* CONSIGNES ÉCRITES:
[1] Indiquez si chacune des affirmations suivantes concorde avec le texte sur la Nouvelle-Calédonie, en répondant par oui ou par non et en citant les mots du texte qui le déterminent : (a) la loi organique du 19 mars 1999 a suivi les accords de Nouméa ; (b) le troisième référendum a déjà eu lieu en 2022 ; (c) les dispositions de la loi organique résolvent pleinement les questions pratiques des autorités coutumières.
[2] Prolongez le texte sur la Nouvelle-Calédonie en reprenant à la suite de sa dernière phrase.

---- EXTRAIT DU TEXTE

Car, aujourd'hui, l'espoir d'un régime qui se pérennise est de plus en plus proche, qu'il se poursuive avec la France ou qu'il se dirige vers l'indépendance. C'est la continuation de ce qu'avaient engagé, il y a trente ans, Jean-Marie Tjibaou et Jacques Lafleur : ce projet doit aller à son terme.

Le lien entre la France et la Nouvelle-Calédonie est le fruit d'une histoire coloniale souvent pesante et d'un processus de décolonisation laborieux.

Depuis les accords de Nouméa jusqu'au troisième référendum, qui pourrait avoir lieu d'ici à 2022, nous demeurons à la recherche d'un équilibre avec ce territoire aux antipodes de la métropole.

Les enjeux politiques et sociaux y sont particulièrement complexes et justifient pleinement qu'un débat soit consacré à ces questions, pour lesquelles chacun doit savoir faire preuve de prudence et de tempérance.

D'autant que la recherche d'équilibre se traduit également par des aspects précis et délicats, notamment d'un point de vue juridique.

Je souhaite évoquer en particulier l'équilibre de l'application, en Nouvelle-Calédonie, de deux régimes de droit inhérents, si l'on schématise, à l'existence de deux populations : celle des autochtones Kanaks et celle qui résulte du processus colonial.

Comme nous le savons, une partie du droit kanak originel continue d'être appliqué, notamment par le truchement du statut civil coutumier. De ce point de vue, la coexistence des systèmes juridiques et normatifs pose des difficultés concrètes.

Bien entendu, la loi organique du 19 mars 1999 relative à la Nouvelle-Calédonie, qui a suivi les accords de Nouméa est venue organiser l'articulation des droits coutumiers et du droit commun.

Il n'en reste pas moins que les dispositions de cette loi ne résolvent pas pleinement les questions pratiques qui se posent aux autorités coutumières. Leur complexité est telle que les quelques articles de notre législation permettent mal aux juridictions de faire face à ce que l'on peut qualifier d'une crise de juridicité de la coutume.

Voilà donc l'une des problématiques fondamentales à laquelle se confronte la sortie des accords de Nouméa. En plus des enjeux politiques et institutionnels, le choix de l'indépendance ou du maintien devra aussi tenir compte de cette dimension juridiquement concrète.

--------
---- LISTE DES ENTRÉES

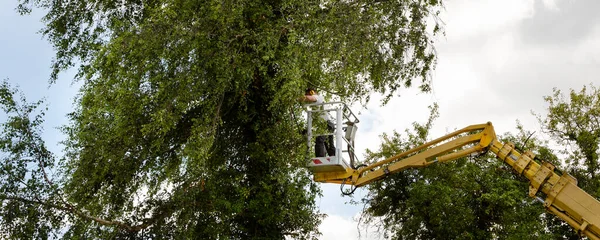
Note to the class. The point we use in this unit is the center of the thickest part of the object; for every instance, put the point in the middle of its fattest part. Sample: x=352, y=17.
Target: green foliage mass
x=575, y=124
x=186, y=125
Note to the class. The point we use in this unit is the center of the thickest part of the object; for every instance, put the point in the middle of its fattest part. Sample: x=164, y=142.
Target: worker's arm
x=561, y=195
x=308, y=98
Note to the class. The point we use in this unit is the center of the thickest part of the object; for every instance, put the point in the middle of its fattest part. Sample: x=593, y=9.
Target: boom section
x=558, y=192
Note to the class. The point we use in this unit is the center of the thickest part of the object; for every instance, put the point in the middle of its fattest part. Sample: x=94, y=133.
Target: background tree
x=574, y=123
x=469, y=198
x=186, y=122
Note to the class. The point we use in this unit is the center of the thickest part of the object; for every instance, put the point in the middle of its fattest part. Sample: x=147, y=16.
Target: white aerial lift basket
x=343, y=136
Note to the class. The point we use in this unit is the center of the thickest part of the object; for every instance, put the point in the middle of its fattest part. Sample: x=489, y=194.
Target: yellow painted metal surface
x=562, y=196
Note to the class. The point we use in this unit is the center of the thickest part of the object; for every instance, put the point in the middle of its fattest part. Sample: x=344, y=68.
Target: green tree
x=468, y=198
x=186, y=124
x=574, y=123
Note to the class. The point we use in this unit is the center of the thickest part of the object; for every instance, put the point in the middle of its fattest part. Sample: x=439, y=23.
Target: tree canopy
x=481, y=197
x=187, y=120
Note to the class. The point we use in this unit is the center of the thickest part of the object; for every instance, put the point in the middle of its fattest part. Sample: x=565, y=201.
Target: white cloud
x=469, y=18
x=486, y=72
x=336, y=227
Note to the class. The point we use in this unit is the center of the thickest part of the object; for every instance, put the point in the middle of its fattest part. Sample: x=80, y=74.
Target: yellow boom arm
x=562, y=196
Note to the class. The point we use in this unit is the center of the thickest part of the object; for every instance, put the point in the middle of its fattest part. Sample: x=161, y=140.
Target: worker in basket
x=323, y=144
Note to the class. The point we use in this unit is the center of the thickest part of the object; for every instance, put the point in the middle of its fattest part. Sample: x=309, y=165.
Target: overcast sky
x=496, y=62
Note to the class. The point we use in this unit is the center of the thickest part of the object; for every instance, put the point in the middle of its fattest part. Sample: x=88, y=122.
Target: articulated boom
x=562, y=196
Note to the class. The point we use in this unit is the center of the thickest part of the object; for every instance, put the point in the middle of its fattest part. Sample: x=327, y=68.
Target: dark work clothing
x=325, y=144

--------
---- LISTE DES ENTRÉES

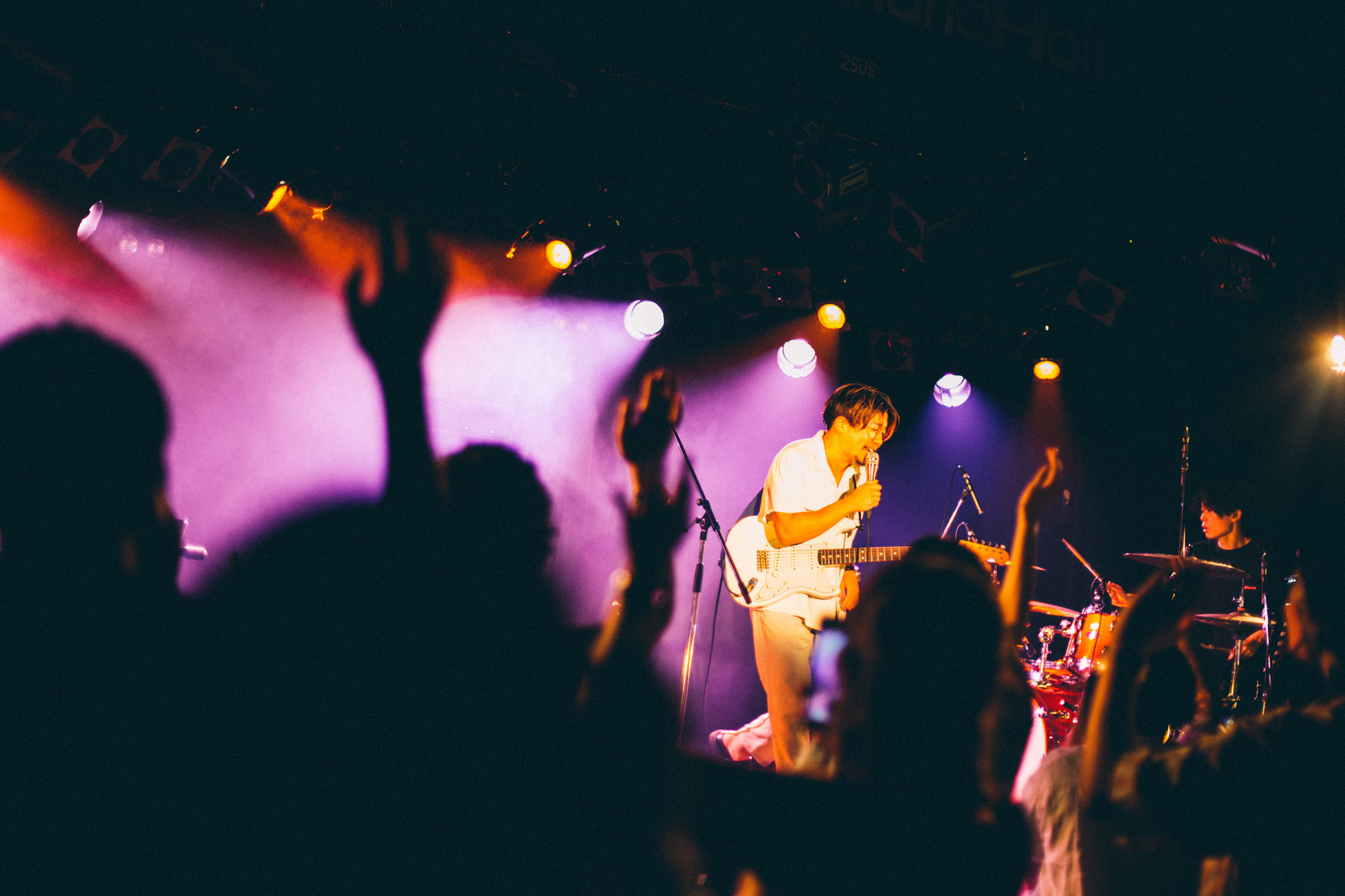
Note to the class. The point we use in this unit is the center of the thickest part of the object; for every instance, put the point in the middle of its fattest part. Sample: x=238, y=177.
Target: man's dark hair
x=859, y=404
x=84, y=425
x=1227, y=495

--------

* CORRIGÉ:
[1]
(a) Oui : « la loi organique du 19 mars 1999 relative à la Nouvelle-Calédonie, qui a suivi les accords de Nouméa »
(b) Non : « qui pourrait avoir lieu d'ici à 2022 »
(c) Non : « les dispositions de cette loi ne résolvent pas pleinement les questions pratiques qui se posent aux autorités coutumières »

[2]
Quelle que soit la solution retenue, qu'adviendra-t-il du droit commun, du droit coutumier et de ce qui a déjà été acquis dans leur articulation ?

Certaines avancées ont déjà eu lieu. Ainsi, le Sénat coutumier de Nouvelle-Calédonie a adopté en 2011 une délibération sur un cadre de résolution des conflits en milieu coutumier, qui vise à s'appliquer avant que le conflit ne dépasse le terrain coutumier pour gagner le terrain judiciaire et pénal.

Il reste néanmoins du chemin à parcourir pour aboutir à un système pérenne, que soit choisie la voie du maintien ou celle de l'indépendance.

Par ailleurs, si essentielle soit-elle, cette question de l'indépendance tend parfois à mettre un voile sur d'autres difficultés que rencontre la Nouvelle-Calédonie. Je pense, par exemple, à certaines problématiques matérielles liées aux infrastructures du réseau routier, qui ont souffert et souffrent toujours du passage de la dépression tropicale Lucas au mois de février dernier.

Durant plusieurs mois, des routes furent barrées ou endommagées, compliquant significativement la vie quotidienne de nos concitoyens. Les services techniques sont débordés et peinent encore à répondre à toutes les demandes.

Je n'évoque pas ces questions par goût de l'anecdote, mais parce qu'elles sont susceptibles d'affecter la qualité du débat démocratique engagé depuis plusieurs années et qui devrait se poursuivre encore. Je veux souligner d'ailleurs que le Sénat doit prendre toute sa place dans le processus. Nous devrons rester mobilisés pour nous prononcer sur l'évolution de la Nouvelle-Calédonie après les échéances que nous connaissons.

Au fond, le choix de l'indépendance ou du maintien dans la France ne suffira pas à résoudre certaines difficultés structurelles et économiques. Les référendums ne réparent pas les routes et les ponts ; se rendre aux urnes ne suffit pas à éteindre les difficultés…

Aussi, je conclurai mon intervention en formulant le souhait que la France, tout en respectant l'expression démocratique dans laquelle le Gouvernement est pleinement investi – je m'en félicite –, poursuive son soutien à la Nouvelle-Calédonie afin que cette dernière accède à davantage de sérénité tant politique, qu'économique et sociale.